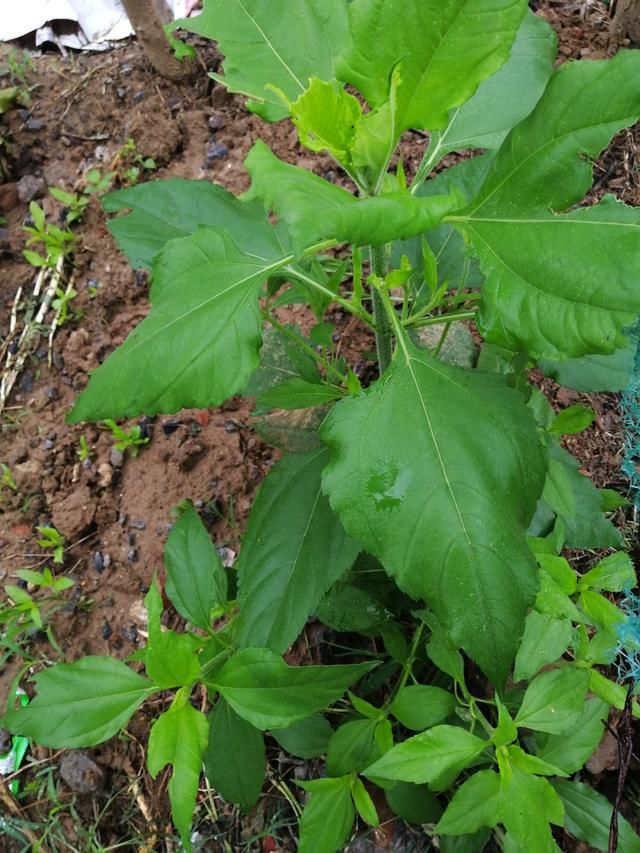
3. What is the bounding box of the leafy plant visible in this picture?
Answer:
[104,418,149,458]
[6,0,640,853]
[36,527,65,565]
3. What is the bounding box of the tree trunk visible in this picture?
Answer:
[122,0,191,80]
[611,0,640,44]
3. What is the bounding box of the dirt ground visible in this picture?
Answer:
[0,0,640,851]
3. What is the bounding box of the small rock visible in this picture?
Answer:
[0,183,19,213]
[110,447,124,468]
[98,462,113,489]
[205,142,229,163]
[60,749,104,794]
[18,175,47,204]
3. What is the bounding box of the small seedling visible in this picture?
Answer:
[22,201,76,269]
[104,418,149,457]
[36,527,65,565]
[76,435,93,462]
[49,187,89,225]
[0,462,18,492]
[51,287,78,326]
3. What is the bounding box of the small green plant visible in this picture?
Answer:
[5,6,640,853]
[0,462,18,492]
[49,187,89,225]
[51,287,78,326]
[22,201,76,269]
[76,435,93,462]
[104,418,149,458]
[36,527,65,565]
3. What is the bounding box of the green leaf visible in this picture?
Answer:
[203,699,267,811]
[338,0,526,136]
[384,782,442,823]
[549,403,596,435]
[298,775,356,853]
[68,228,291,423]
[245,141,459,254]
[147,693,209,850]
[389,684,457,732]
[436,770,500,835]
[271,714,333,758]
[536,699,609,773]
[553,781,640,853]
[513,610,572,681]
[258,378,342,409]
[459,51,640,360]
[102,178,274,269]
[351,776,380,826]
[500,767,564,853]
[174,0,347,121]
[164,506,227,631]
[212,649,375,729]
[144,631,201,689]
[364,726,487,790]
[320,338,545,683]
[431,11,557,159]
[578,551,637,592]
[3,656,156,749]
[327,720,380,776]
[543,446,624,548]
[515,666,589,734]
[539,346,634,391]
[236,448,360,652]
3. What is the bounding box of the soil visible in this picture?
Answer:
[0,0,640,851]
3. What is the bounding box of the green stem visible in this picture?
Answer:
[262,311,345,385]
[370,241,393,376]
[284,266,373,326]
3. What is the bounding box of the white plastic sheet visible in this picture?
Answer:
[0,0,192,50]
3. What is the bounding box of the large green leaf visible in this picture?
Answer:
[431,11,557,159]
[69,228,292,423]
[553,781,640,853]
[245,140,459,253]
[212,649,373,729]
[455,51,640,360]
[298,775,355,853]
[338,0,526,136]
[237,448,360,652]
[164,506,227,631]
[3,656,157,749]
[147,693,209,850]
[364,726,487,790]
[204,699,267,811]
[102,178,277,269]
[175,0,347,121]
[321,336,545,682]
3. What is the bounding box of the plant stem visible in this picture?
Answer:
[370,241,393,376]
[263,311,345,385]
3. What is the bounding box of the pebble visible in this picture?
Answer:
[205,142,229,163]
[60,749,104,794]
[109,447,124,468]
[18,175,47,204]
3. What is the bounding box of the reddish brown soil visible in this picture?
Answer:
[0,0,640,851]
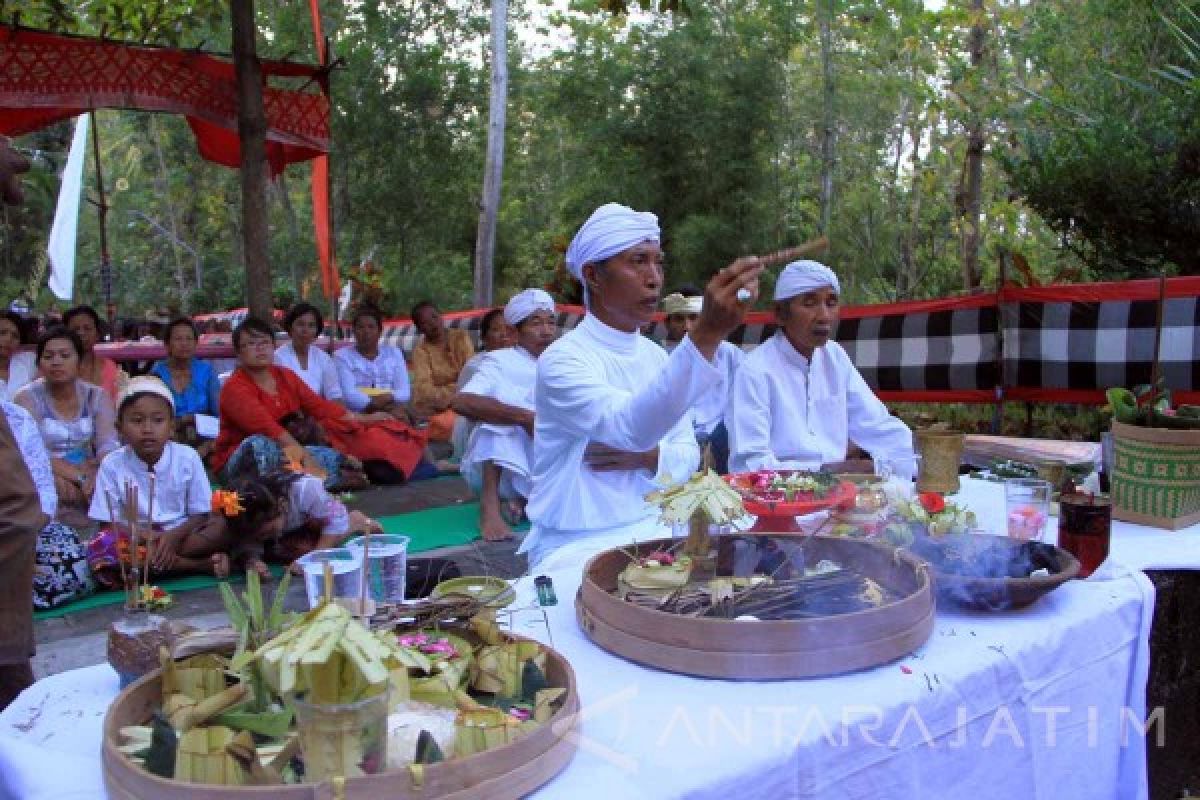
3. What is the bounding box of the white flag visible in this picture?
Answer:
[46,114,88,301]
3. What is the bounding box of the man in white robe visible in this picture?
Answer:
[452,289,558,541]
[662,287,745,475]
[521,203,762,566]
[725,261,913,476]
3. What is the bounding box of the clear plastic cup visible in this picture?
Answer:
[296,547,362,608]
[1004,477,1051,541]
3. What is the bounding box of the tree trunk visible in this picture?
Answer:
[959,0,986,291]
[150,116,192,314]
[817,0,838,235]
[474,0,509,308]
[230,0,271,321]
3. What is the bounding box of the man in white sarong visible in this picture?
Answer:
[662,287,745,475]
[521,203,762,567]
[452,289,558,541]
[725,261,913,477]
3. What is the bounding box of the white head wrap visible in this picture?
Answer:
[566,203,660,293]
[662,291,704,314]
[504,289,554,325]
[116,375,175,413]
[775,261,841,302]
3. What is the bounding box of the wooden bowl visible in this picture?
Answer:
[906,534,1080,610]
[575,536,934,680]
[101,634,580,800]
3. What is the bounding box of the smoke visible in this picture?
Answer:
[910,534,1063,610]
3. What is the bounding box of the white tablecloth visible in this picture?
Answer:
[0,481,1180,800]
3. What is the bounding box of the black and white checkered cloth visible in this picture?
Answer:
[1002,297,1200,391]
[187,278,1200,402]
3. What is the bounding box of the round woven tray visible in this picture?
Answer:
[575,536,934,680]
[101,636,580,800]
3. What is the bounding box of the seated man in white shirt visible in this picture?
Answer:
[662,287,745,475]
[452,289,558,541]
[521,203,762,569]
[725,261,912,473]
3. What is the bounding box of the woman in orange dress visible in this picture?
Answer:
[62,306,130,405]
[413,300,475,441]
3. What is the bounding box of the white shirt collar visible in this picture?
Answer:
[575,314,641,353]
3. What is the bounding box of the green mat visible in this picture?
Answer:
[34,566,283,619]
[34,503,516,619]
[379,503,529,553]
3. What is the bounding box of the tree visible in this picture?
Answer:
[474,0,509,308]
[229,0,274,320]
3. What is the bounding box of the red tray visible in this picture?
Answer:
[725,470,858,533]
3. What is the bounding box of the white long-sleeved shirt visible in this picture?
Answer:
[458,347,538,497]
[275,342,342,403]
[334,344,413,411]
[522,314,721,551]
[725,331,912,473]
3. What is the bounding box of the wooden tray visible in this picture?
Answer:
[575,536,934,680]
[101,636,580,800]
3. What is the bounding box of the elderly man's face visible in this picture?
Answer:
[583,241,662,333]
[667,314,700,342]
[517,311,558,359]
[775,287,841,359]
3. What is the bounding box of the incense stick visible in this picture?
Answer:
[758,236,829,267]
[142,473,155,587]
[359,525,371,616]
[104,492,130,608]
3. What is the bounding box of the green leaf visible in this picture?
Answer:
[145,714,179,778]
[521,658,550,705]
[413,730,446,764]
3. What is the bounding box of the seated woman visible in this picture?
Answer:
[275,302,343,402]
[0,311,37,401]
[14,327,120,524]
[413,300,475,441]
[212,470,382,578]
[88,375,228,589]
[0,399,96,621]
[211,317,425,487]
[150,317,221,448]
[62,306,130,405]
[334,306,412,422]
[450,308,516,459]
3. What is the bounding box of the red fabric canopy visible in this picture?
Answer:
[0,26,329,175]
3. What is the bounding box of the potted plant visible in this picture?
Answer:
[1108,379,1200,530]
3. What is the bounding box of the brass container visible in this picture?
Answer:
[913,431,962,494]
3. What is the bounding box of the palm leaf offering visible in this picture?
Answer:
[119,592,566,786]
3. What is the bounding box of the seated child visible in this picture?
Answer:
[212,470,382,578]
[88,375,229,589]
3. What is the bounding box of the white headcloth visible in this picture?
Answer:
[566,203,660,283]
[775,261,841,302]
[116,375,175,411]
[504,289,554,325]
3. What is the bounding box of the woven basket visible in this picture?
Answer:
[1112,420,1200,530]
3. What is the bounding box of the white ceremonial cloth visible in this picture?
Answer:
[0,350,37,401]
[88,441,212,529]
[691,342,746,435]
[334,344,413,411]
[0,551,1162,800]
[521,314,721,564]
[458,347,538,498]
[275,342,344,403]
[725,332,912,473]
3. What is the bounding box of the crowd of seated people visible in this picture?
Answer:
[0,297,487,609]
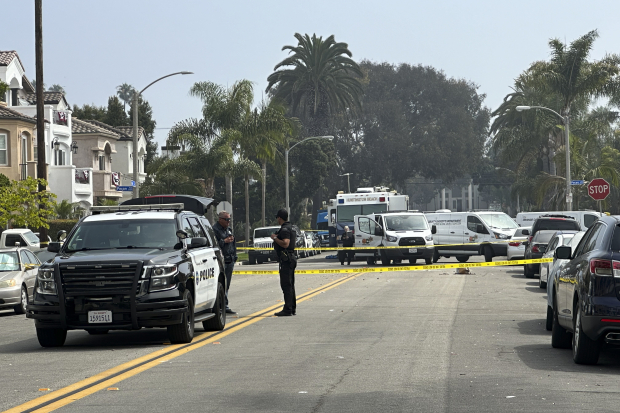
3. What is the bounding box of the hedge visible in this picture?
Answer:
[47,219,78,241]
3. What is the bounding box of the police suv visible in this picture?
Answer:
[27,197,226,347]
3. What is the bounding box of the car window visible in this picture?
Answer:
[583,214,598,228]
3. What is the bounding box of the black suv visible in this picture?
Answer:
[551,216,620,364]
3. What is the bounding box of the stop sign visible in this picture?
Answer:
[588,178,609,201]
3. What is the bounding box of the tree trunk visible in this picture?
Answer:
[261,161,267,226]
[245,175,250,247]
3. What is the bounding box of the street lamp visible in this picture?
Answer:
[515,106,573,211]
[284,135,334,214]
[133,72,194,198]
[338,172,353,194]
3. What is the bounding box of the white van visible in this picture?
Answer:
[353,211,435,265]
[516,210,604,231]
[426,210,518,262]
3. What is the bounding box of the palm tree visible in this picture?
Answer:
[116,83,136,111]
[266,33,363,134]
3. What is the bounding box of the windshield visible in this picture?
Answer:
[65,219,179,252]
[479,214,519,229]
[22,231,40,244]
[384,215,428,231]
[0,252,19,271]
[254,228,278,238]
[336,204,387,222]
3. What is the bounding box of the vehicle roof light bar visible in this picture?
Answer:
[90,203,185,215]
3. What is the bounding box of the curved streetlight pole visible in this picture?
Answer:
[284,135,334,214]
[515,106,573,211]
[132,72,194,198]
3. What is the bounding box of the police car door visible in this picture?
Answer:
[183,216,213,313]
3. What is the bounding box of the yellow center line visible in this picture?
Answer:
[3,272,363,413]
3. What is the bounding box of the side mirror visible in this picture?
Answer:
[47,242,60,253]
[555,246,572,260]
[188,237,207,250]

=====

=== Brief ===
Copy the lines from the one with "3. What is the bounding box of the incense" to the one with "[27,197,226,347]", swapping "woven basket" for "wicker basket" and changing nothing else. Drop the picture markers from your copy.

=== Task solution ===
3. What is the bounding box of the incense stick visible in this picture?
Answer:
[758,236,829,267]
[142,473,155,587]
[359,525,371,616]
[104,492,130,608]
3. What is the bounding box of the green leaf visible in this picture?
Answer:
[145,714,179,778]
[521,658,550,705]
[413,730,446,764]
3. What is the bounding box of the seated woman visible in this picture?
Answer:
[275,302,343,402]
[0,311,37,401]
[14,327,120,524]
[413,300,475,441]
[212,470,382,578]
[88,375,228,589]
[0,399,96,621]
[211,317,425,487]
[150,317,221,448]
[62,306,130,405]
[334,306,412,422]
[450,308,516,459]
3. What is the bounding box of the red fabric canopy visible in this picture?
Answer:
[0,26,329,175]
3. What is the bounding box of the potted plant visible in this picture?
Answer:
[1108,379,1200,530]
3. What is the bounding box of the brass container visible in this picture?
Answer:
[913,431,962,494]
3. What is the bounding box of the palm leaf offering visible in this picture?
Answer:
[119,592,566,786]
3. What is the bounding box of the seated child visible in this picture?
Answer:
[212,470,382,578]
[88,375,229,589]
3. What is the bounding box of the white headcloth visible in this picture?
Answer:
[566,203,660,283]
[775,261,841,302]
[116,375,175,411]
[504,289,554,325]
3. What is the bounding box of the wicker basket visible in this picture?
Answer:
[1112,420,1200,530]
3. What is the bounding box of the white ceremonial cloth visible in this picture?
Answer:
[0,350,37,401]
[88,441,212,529]
[691,342,746,435]
[334,344,413,411]
[0,551,1162,800]
[521,314,721,564]
[458,347,538,498]
[275,342,344,403]
[725,332,912,473]
3. What is the bounding box of the crowd of seated people visible in this picture?
Answer:
[0,297,487,609]
3. What is the bounding box of the hedge visible in this picture?
Answer:
[47,219,78,241]
3. What is the bounding box of the police suv visible in this picture?
Answer:
[27,197,226,347]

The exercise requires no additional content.